Arrange every line of the items below as a Markdown table with the columns "Row" and "Line," numbering the rows in order and leaving out any blank lines.

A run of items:
===============

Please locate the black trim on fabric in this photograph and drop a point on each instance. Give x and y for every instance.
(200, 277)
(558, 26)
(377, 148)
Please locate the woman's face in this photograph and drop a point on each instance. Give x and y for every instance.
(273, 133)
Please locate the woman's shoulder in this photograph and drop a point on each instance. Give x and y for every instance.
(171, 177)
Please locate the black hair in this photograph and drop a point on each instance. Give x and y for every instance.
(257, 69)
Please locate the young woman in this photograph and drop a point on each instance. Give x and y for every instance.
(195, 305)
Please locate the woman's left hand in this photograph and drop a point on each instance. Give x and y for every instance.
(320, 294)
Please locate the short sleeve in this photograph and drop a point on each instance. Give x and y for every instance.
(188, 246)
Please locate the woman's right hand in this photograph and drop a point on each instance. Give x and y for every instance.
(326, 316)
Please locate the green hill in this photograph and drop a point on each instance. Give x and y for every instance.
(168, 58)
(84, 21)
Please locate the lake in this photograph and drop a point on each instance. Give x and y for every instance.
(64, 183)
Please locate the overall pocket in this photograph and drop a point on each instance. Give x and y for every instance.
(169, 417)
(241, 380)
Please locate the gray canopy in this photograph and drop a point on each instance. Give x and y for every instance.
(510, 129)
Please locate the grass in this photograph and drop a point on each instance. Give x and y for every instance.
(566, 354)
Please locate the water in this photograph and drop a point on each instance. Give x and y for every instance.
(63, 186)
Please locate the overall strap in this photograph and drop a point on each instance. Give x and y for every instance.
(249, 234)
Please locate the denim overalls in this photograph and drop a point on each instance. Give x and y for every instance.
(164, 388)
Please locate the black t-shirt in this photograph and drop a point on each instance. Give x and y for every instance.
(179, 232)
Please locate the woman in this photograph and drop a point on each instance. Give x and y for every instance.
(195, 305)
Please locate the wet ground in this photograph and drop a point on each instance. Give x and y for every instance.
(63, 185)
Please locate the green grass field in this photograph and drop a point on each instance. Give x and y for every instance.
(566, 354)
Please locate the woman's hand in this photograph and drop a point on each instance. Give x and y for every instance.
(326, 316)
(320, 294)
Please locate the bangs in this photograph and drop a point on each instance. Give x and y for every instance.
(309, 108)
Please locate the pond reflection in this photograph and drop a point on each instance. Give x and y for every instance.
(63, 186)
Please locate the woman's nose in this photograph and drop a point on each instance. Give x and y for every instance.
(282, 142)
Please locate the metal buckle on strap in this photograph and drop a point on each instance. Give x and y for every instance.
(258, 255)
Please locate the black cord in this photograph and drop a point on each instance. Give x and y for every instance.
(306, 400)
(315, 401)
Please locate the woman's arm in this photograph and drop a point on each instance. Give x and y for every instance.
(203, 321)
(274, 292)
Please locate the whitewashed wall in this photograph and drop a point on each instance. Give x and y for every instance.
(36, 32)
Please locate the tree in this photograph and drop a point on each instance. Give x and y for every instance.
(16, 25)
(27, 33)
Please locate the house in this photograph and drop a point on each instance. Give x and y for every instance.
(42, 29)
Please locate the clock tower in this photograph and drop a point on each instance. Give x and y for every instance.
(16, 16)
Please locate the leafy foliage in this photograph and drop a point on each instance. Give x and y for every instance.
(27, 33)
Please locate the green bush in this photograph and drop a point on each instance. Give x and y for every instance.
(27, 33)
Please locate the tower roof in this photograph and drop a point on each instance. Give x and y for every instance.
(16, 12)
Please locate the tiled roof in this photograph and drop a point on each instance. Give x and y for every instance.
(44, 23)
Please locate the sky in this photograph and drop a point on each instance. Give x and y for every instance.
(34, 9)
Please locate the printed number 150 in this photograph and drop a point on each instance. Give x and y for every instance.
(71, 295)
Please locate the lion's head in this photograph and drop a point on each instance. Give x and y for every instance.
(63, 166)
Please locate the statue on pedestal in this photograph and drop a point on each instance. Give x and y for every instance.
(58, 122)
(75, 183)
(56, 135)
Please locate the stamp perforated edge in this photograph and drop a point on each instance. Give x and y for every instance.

===============

## Written response
| Row | Line |
|---|---|
| 1 | Please locate the black trim on fabric in this photograph and drop a point on each instance. Give x and y for every instance. |
| 2 | (200, 277) |
| 3 | (558, 26) |
| 4 | (377, 148) |
| 5 | Please locate the woman's face in this photograph and drop a point on each instance. Give x and y for every instance. |
| 6 | (273, 133) |
| 7 | Please locate the woman's shoulder in this photograph and drop a point on each instance. Give x and y for every instance. |
| 8 | (171, 177) |
| 9 | Please locate the black hair in this photograph and drop a point on each instance. Give x and y for every instance. |
| 10 | (257, 69) |
| 11 | Please locate the young woman in this photograph and drop a point on each instance. Give x and y for every instance. |
| 12 | (195, 305) |
| 13 | Please locate the woman's left hand in this photograph and drop a point on each instance. Give x and y for every instance. |
| 14 | (320, 294) |
| 15 | Please locate the short sleeve in this photograph and drop a point on each instance. Give x and y for every instance. |
| 16 | (188, 246) |
| 17 | Please locate the woman's right hand in this photograph and drop a point on each instance. Give x and y for every instance. |
| 18 | (326, 316) |
| 19 | Please locate the green hill in this photograph and drop a point on each instance. Give x and y for every instance. |
| 20 | (168, 58) |
| 21 | (84, 21) |
| 22 | Please locate the lake in this photograph and drop a point on each instance. Give x and y for every instance. |
| 23 | (64, 183) |
| 24 | Please locate the overall pocket in this photograph and drop a point on each instance. Give x and y for every instance. |
| 25 | (169, 417) |
| 26 | (241, 380) |
| 27 | Please locate the gray canopy in this photograph and drop a point on each instance. Give x and y for every instance. |
| 28 | (510, 129) |
| 29 | Please locate the grass in this photograph and drop a point on each instance. Give x and y for every instance. |
| 30 | (566, 354) |
| 31 | Please locate the water in this photograph and drop a point on each instance. Give x and y for every instance. |
| 32 | (63, 186) |
| 33 | Please locate the overall strap in this photograph and drop a point on each instance. Give x and y for every instance. |
| 34 | (249, 234) |
| 35 | Please locate the denim overalls in this photograph and drop a point on each instance. Give x and y for every instance. |
| 36 | (164, 388) |
| 37 | Please locate the black t-shirt in this photograph and drop a point on each instance. Give x and y for every instance. |
| 38 | (179, 232) |
| 39 | Please locate the woman in this photograph and drop a point on each instance. Give x and y for every instance. |
| 40 | (195, 305) |
| 41 | Please locate the wet ground in this photograph and drop a point on each instance. Give x and y for every instance. |
| 42 | (63, 185) |
| 43 | Please locate the green grass field in this photograph and drop a point on each instance. Give x and y for every instance. |
| 44 | (566, 354) |
| 45 | Please locate the woman's hand in this photograph and drop a point on each instance. Give x and y for every instance. |
| 46 | (326, 316) |
| 47 | (320, 294) |
| 48 | Please locate the bangs in this photograph and drop a point on each instance. Give x and y for every instance. |
| 49 | (309, 108) |
| 50 | Please locate the pond reflection in this photograph and drop a point on each instance. Give x and y for every instance. |
| 51 | (63, 186) |
| 52 | Please locate the woman's nose in this photograph and drop a point on each instance. Give x and y for every instance. |
| 53 | (282, 142) |
| 54 | Please locate the metal buckle on strap in this photograph and drop a point on each instance. Give x and y for every instance. |
| 55 | (258, 255) |
| 56 | Please locate the black cord in this photograph and drop a point on each instance. Give x and y for every instance. |
| 57 | (306, 400) |
| 58 | (315, 401) |
| 59 | Please locate the woman's arm in this photograph and drop a point on each instance. Give x and y for every instance. |
| 60 | (203, 321) |
| 61 | (274, 292) |
| 62 | Please locate the whitewashed wall in this photograph and drop a point on each instance. Give x and y for every instance. |
| 63 | (36, 32) |
| 64 | Please locate the tree in this photograph and drop a point on each instance. Give x and y for every instance. |
| 65 | (16, 25) |
| 66 | (27, 33) |
| 67 | Please locate the house in this photograph and drop a point on each instance. Give x and y for every instance. |
| 68 | (42, 29) |
| 69 | Please locate the clock tower in this photograph and drop a point on each instance. Give x and y for every instance. |
| 70 | (16, 16) |
| 71 | Please locate the leafy foliage in this photograph and drop a point on each instance. Give x and y for every instance. |
| 72 | (27, 33) |
| 73 | Please locate the green bush in this photograph and drop a point on each instance. Give x and y for every instance. |
| 74 | (27, 33) |
| 75 | Please locate the tower roof in this photograph and drop a point on each instance. Give x and y for every instance. |
| 76 | (16, 12) |
| 77 | Please locate the tiled roof in this photograph and drop a point on each instance. Give x and y for every instance. |
| 78 | (44, 23) |
| 79 | Please locate the sky in this photograph and drop a point on each instance. Give x and y for every instance. |
| 80 | (34, 9) |
| 81 | Please locate the printed number 150 in this photograph and drop a point on each instance. Give x and y for every instance. |
| 82 | (71, 295) |
| 83 | Please locate the lion's head in this photograph and drop a point on each instance. Give x and y for every instance. |
| 84 | (63, 166) |
| 85 | Please locate the statue on pedestal in this photograph and drop a point on each instance. Give x and y for every instance. |
| 86 | (58, 122) |
| 87 | (75, 183) |
| 88 | (56, 135) |
| 89 | Please locate the stamp perforated edge in this photograph and drop a point on each instance. Give x and y for every instance. |